-- Records provided --
>>>>
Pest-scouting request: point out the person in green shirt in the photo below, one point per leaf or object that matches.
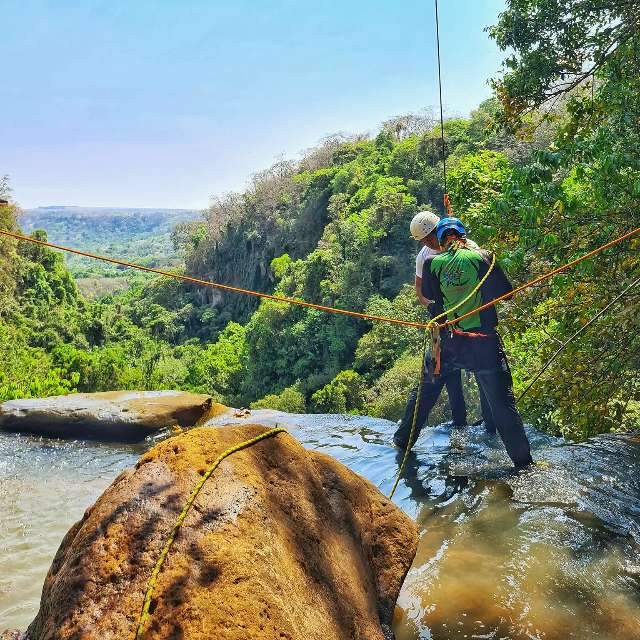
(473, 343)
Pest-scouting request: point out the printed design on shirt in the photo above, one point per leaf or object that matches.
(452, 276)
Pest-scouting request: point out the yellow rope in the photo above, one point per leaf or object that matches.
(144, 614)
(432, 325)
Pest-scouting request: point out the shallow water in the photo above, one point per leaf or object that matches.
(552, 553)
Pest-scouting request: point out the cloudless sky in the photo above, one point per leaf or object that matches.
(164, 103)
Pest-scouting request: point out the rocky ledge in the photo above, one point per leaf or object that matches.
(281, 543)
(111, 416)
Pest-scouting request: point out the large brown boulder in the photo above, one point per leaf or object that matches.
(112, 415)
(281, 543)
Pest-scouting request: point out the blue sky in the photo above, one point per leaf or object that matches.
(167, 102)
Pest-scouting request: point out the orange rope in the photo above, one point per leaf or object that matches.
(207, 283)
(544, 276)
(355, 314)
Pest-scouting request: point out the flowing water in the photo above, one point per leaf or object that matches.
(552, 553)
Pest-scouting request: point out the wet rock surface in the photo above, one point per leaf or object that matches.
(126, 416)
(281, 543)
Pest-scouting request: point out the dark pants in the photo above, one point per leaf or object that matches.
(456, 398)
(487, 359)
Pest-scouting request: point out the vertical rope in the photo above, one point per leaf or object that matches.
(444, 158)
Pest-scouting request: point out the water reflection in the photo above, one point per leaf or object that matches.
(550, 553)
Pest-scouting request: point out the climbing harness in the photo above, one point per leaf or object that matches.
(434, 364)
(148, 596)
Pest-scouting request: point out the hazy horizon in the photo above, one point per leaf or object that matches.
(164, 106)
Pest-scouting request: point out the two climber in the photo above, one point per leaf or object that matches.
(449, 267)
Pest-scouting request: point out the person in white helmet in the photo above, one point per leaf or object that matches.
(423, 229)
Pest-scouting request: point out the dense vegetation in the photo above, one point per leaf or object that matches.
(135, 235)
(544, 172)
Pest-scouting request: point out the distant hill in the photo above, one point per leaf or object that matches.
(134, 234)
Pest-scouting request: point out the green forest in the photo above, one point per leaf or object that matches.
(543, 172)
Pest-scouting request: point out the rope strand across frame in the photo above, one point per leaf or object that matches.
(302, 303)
<<<<
>>>>
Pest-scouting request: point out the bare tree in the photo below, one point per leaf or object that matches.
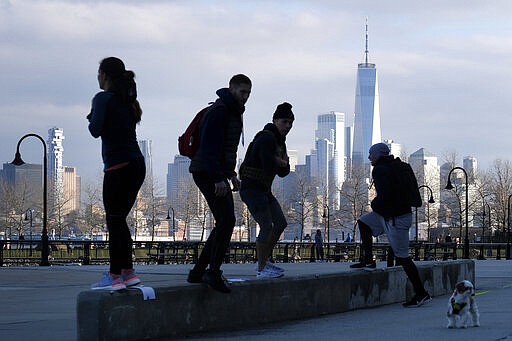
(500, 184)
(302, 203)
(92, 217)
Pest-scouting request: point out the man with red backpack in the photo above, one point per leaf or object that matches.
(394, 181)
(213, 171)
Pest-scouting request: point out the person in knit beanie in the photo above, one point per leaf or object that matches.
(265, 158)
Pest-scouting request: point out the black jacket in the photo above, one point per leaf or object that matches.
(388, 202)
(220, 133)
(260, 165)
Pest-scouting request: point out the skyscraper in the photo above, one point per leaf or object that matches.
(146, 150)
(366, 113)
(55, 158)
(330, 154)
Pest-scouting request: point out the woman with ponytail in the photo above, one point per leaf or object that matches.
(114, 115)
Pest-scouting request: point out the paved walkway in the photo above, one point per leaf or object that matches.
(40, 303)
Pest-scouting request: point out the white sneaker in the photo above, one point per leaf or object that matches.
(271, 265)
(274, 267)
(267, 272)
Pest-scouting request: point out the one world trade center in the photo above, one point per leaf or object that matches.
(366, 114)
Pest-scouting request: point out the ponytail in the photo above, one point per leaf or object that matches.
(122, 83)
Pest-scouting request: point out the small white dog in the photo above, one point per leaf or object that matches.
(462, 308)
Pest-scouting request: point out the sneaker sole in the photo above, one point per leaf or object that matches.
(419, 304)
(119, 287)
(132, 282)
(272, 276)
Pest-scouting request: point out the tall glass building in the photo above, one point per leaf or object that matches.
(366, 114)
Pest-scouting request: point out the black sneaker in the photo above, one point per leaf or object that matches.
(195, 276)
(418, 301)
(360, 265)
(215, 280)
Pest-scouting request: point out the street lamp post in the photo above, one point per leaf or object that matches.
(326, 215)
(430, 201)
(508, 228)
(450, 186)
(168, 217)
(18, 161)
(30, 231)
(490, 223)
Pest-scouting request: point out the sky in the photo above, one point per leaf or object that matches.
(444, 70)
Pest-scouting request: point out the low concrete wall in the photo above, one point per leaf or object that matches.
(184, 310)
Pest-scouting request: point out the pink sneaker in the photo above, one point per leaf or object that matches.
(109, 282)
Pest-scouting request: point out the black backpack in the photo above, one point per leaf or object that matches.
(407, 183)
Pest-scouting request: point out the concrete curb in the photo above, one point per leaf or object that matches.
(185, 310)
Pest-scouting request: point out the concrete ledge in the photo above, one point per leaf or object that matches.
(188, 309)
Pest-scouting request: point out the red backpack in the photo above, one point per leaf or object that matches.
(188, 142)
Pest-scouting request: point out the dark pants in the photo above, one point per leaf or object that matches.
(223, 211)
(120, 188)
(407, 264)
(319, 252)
<<<<
>>>>
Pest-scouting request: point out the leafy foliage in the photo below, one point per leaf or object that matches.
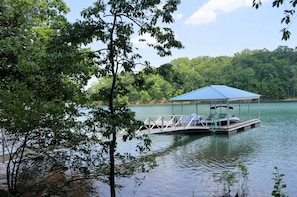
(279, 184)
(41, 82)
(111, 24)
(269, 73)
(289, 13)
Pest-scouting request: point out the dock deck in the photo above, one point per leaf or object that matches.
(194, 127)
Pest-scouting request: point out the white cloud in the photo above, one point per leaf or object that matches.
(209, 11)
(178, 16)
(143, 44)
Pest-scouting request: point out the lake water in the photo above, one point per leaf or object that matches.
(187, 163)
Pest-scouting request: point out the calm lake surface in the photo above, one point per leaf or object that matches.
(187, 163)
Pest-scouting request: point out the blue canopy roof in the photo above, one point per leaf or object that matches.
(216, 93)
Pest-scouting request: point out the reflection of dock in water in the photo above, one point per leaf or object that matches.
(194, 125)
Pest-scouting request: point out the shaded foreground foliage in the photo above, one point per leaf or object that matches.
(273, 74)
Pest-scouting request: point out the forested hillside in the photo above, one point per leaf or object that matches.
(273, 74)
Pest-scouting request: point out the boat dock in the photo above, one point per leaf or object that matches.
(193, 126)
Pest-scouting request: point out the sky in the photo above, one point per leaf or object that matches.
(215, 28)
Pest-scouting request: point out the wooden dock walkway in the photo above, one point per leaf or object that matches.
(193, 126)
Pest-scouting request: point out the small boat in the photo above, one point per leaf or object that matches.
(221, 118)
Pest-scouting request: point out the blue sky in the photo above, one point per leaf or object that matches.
<<<<
-- Given instruction --
How many lines in the records above contain the string "shirt", with case taken into account? Reply with the number alone.

-- Answer to the problem --
2